→ **EXERCISE DIRECTIONS**:
Retype each record exactly.

Point-per-instance localization data:
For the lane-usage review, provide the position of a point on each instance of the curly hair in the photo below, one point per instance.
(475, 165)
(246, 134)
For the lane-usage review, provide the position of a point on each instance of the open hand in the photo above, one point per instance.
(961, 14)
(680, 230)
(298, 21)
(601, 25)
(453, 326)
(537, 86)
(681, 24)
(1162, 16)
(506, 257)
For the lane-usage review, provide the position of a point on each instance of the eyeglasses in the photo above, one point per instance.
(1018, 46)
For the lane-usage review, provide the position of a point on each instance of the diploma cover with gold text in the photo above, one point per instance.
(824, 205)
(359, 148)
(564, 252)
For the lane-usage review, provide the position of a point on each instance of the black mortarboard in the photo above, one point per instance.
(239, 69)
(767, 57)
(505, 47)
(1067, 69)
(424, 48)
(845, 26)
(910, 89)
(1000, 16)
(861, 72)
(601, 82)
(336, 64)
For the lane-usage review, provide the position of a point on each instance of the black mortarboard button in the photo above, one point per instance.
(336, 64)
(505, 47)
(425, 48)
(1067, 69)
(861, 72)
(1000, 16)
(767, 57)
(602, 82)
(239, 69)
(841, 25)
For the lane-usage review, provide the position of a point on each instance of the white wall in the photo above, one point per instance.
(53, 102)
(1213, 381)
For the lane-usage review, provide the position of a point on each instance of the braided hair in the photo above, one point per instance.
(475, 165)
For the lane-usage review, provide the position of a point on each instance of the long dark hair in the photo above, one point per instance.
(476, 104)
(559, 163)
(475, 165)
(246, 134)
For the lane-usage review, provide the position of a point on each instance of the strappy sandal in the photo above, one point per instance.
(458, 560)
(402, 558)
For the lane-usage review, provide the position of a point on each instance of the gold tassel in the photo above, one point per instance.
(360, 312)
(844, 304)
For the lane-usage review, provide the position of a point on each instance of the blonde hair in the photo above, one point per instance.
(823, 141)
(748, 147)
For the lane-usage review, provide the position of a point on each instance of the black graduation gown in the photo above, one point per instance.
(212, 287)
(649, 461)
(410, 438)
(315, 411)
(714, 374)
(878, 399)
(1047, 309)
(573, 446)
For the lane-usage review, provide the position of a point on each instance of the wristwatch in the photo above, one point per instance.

→ **TASK ANSWER**:
For the lane-usage review, provide the position of a point on each instance of the curly hair in the photo below, one point per instance.
(475, 165)
(246, 134)
For the lane-usage review, provide the position of a point on each instance of the open hand in the photo above, one point per instance.
(961, 14)
(680, 230)
(298, 21)
(601, 25)
(453, 326)
(537, 86)
(681, 24)
(1162, 16)
(506, 257)
For the lane-usage review, provide the position of a point on each instance of the eyeglasses in the photo above, one point per instance.
(1018, 46)
For the lane-usage review, provide the position of a point on each instance of the diploma cover with gold text in the photo above, one point per instance.
(824, 205)
(359, 148)
(564, 252)
For the lane-usage review, provide the position of a point on each instance of the black mortarboard in the photo above, one point per instance.
(239, 69)
(767, 57)
(505, 47)
(1067, 69)
(424, 48)
(845, 26)
(910, 89)
(1000, 16)
(861, 72)
(601, 82)
(336, 64)
For the lane-usage review, provide the position of a point on each instance of the black mortarboard button in the photo above, one point per instance.
(336, 64)
(505, 47)
(425, 48)
(1067, 69)
(861, 72)
(1000, 16)
(767, 57)
(602, 82)
(239, 69)
(841, 25)
For the lane-usage review, provide the position of a point on each instance of the white wall in the photo above, one point per instance.
(53, 102)
(1213, 381)
For the lane-usage review, provide the position of a point on each instance of the braided hair in the photo above, one point per instance.
(475, 165)
For the lane-usage review, provide the position of a point on each instance of the long dark hair in the photo above, one point per instance.
(476, 104)
(559, 163)
(475, 165)
(246, 134)
For the lane-usage review, provide the position of a point on each instance of the strappy sandal in the photo above, one point per instance.
(458, 560)
(402, 558)
For the lane-usage review, provide the position of a point on each instance of the gold tassel in the photo above, one point per instance.
(360, 312)
(844, 304)
For the lane-usage review, provide the position of a point on each instance of the blonde hair in the photo above, one point per instance.
(823, 141)
(748, 147)
For the lane-usage review, provide the position of a point on each instance of the black graduation gown in the photo above, one point per instance.
(212, 287)
(649, 461)
(410, 438)
(315, 411)
(714, 374)
(878, 399)
(1047, 309)
(573, 446)
For the lane-usage review, provide the position of a point on each instance of the wristwatch in the photo above, one point per instance.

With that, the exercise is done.